━━━ Recorded data
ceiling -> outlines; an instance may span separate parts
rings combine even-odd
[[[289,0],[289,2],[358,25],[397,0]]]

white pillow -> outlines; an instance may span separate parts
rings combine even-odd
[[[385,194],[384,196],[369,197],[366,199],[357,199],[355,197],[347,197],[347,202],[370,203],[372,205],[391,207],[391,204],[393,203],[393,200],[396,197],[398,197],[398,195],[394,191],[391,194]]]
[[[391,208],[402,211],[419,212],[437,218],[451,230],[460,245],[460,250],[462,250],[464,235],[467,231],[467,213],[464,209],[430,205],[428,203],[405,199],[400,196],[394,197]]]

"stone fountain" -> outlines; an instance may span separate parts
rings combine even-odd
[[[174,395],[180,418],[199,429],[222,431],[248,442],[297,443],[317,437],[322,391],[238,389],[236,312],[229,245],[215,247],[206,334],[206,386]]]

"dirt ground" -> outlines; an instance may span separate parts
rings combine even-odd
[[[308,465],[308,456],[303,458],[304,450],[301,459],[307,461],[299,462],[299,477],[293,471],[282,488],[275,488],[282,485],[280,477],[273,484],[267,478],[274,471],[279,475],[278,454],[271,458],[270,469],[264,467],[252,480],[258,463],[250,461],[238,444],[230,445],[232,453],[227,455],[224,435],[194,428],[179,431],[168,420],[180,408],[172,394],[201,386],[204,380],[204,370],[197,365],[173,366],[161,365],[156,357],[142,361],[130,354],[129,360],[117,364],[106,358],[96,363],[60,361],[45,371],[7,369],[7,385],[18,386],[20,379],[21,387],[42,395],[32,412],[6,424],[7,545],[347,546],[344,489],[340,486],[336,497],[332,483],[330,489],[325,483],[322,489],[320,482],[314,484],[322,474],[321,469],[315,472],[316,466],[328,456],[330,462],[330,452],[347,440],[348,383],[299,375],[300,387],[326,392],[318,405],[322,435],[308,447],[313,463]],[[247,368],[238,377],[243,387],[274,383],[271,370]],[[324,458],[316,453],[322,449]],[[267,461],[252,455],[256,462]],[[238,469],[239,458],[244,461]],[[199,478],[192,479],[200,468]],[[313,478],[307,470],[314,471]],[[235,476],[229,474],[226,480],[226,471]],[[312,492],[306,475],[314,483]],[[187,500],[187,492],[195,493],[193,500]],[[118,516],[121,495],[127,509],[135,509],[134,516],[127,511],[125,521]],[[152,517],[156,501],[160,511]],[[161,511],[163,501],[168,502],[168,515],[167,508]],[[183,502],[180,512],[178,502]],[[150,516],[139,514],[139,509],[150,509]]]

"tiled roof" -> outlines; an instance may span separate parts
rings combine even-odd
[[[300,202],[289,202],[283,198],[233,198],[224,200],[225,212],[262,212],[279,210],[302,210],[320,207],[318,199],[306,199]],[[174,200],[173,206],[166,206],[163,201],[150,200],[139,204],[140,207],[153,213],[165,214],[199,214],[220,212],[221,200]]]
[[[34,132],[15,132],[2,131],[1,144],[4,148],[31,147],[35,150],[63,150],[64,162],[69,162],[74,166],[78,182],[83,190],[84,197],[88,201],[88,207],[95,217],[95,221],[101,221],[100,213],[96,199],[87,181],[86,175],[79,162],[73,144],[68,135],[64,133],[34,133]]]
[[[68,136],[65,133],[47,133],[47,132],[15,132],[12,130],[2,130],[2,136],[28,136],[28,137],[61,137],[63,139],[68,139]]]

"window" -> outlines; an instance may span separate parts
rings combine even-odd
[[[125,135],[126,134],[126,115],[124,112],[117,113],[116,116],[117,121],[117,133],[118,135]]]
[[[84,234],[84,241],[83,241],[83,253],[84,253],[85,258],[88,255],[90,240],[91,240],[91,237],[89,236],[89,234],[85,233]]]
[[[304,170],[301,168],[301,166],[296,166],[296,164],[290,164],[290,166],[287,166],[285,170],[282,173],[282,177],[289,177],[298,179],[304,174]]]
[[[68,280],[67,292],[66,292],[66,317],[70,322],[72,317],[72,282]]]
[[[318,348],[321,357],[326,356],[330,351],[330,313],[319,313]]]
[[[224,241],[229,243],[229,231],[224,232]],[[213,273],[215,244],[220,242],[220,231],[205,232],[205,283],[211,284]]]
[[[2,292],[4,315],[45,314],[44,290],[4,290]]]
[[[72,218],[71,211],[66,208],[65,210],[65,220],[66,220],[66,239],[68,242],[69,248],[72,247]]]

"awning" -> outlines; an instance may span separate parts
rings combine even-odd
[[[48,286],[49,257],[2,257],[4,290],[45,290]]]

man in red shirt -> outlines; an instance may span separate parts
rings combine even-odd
━━━━━━
- What the task asks -
Set down the listing above in full, please, exactly as it appears.

- Solution to the exercise -
ceiling -> outlines; an instance may span separate parts
rings combine even-odd
[[[289,0],[289,2],[358,25],[397,0]]]

white pillow -> outlines; an instance may span separate parts
rings combine even-odd
[[[385,194],[384,196],[369,197],[366,199],[357,199],[355,197],[347,197],[347,202],[370,203],[372,205],[391,207],[391,204],[393,203],[393,200],[396,197],[398,197],[398,195],[394,191],[391,194]]]
[[[391,208],[402,211],[419,212],[437,218],[451,230],[460,245],[460,250],[462,250],[464,235],[467,231],[467,213],[464,209],[430,205],[428,203],[405,199],[400,196],[394,197]]]

"stone fountain" -> outlines; an instance may span separate parts
rings combine even-odd
[[[174,395],[180,418],[199,429],[222,431],[248,442],[297,443],[317,437],[322,391],[238,389],[236,312],[229,245],[215,247],[206,334],[206,386]]]

"dirt ground" -> outlines; an instance may span separate parts
rings combine even-odd
[[[308,465],[308,456],[303,458],[304,450],[301,459],[307,461],[299,462],[299,477],[293,471],[282,488],[275,488],[282,485],[280,477],[273,484],[267,478],[274,471],[279,475],[278,454],[271,458],[270,469],[264,467],[252,480],[258,463],[250,461],[238,444],[230,445],[232,453],[227,455],[224,435],[194,428],[179,431],[168,420],[180,408],[172,394],[201,386],[204,380],[204,370],[197,365],[173,366],[161,365],[156,357],[142,361],[130,354],[129,360],[117,364],[106,358],[96,363],[60,361],[45,371],[7,369],[7,385],[18,386],[20,379],[21,387],[42,395],[32,412],[6,424],[7,545],[347,546],[344,489],[340,486],[336,497],[332,483],[330,489],[325,483],[322,489],[320,482],[314,484],[322,474],[321,469],[315,472],[316,466],[328,456],[330,462],[330,452],[347,440],[348,383],[299,375],[300,387],[326,392],[318,405],[322,435],[308,447],[313,463]],[[247,368],[238,377],[243,387],[274,383],[271,370]],[[324,458],[316,453],[322,449]],[[267,461],[252,455],[256,462]],[[238,469],[239,458],[244,461]],[[199,478],[192,479],[200,468]],[[313,478],[307,470],[314,471]],[[235,476],[229,474],[226,480],[226,471]],[[312,492],[306,475],[314,483]],[[187,500],[187,492],[195,493],[193,500]],[[118,516],[121,495],[127,509],[135,509],[134,516],[127,511],[125,521]],[[152,517],[156,501],[160,511]],[[161,511],[163,501],[168,502],[168,515],[167,508]],[[183,502],[180,512],[178,502]],[[150,516],[139,514],[139,509],[150,509]]]

"tiled roof" -> outlines; an instance may span separate parts
rings combine even-odd
[[[300,202],[289,202],[283,198],[233,198],[224,200],[225,212],[262,212],[279,210],[302,210],[320,207],[318,199],[306,199]],[[174,200],[173,206],[166,206],[163,201],[150,200],[139,204],[140,207],[153,213],[165,214],[199,214],[220,212],[221,200]]]
[[[34,132],[15,132],[2,131],[1,144],[4,148],[31,147],[35,150],[63,150],[64,162],[69,162],[74,166],[78,182],[83,190],[84,197],[88,201],[88,207],[95,217],[95,221],[101,221],[100,213],[96,199],[87,181],[86,175],[79,162],[73,144],[68,135],[64,133],[34,133]]]
[[[68,136],[65,133],[47,133],[47,132],[15,132],[12,130],[2,130],[2,136],[28,136],[28,137],[61,137],[63,139],[68,139]]]

"window" -> outlines; an instance may span separate parts
rings combine even-odd
[[[125,135],[126,134],[126,115],[124,112],[117,113],[116,116],[117,121],[117,133],[118,135]]]
[[[84,234],[84,241],[83,241],[83,253],[84,253],[85,258],[88,255],[90,240],[91,240],[91,237],[89,236],[89,234],[85,233]]]
[[[304,170],[301,168],[301,166],[296,166],[296,164],[290,164],[290,166],[287,166],[285,170],[282,173],[282,177],[289,177],[298,179],[304,174]]]
[[[68,280],[67,292],[66,292],[66,317],[70,322],[72,317],[72,282]]]
[[[318,348],[321,357],[326,356],[330,351],[330,313],[319,313]]]
[[[224,241],[229,243],[229,231],[224,232]],[[213,273],[215,244],[220,242],[220,231],[205,232],[205,283],[211,284]]]
[[[2,292],[4,315],[45,314],[44,290],[4,290]]]
[[[72,218],[71,211],[66,208],[65,210],[65,220],[66,220],[66,239],[68,242],[69,248],[72,247]]]

"awning" -> outlines; an instance may span separate parts
rings combine even-odd
[[[48,286],[49,257],[2,257],[4,290],[45,290]]]

man in red shirt -> outlines; an instance may span separate parts
rings combine even-odd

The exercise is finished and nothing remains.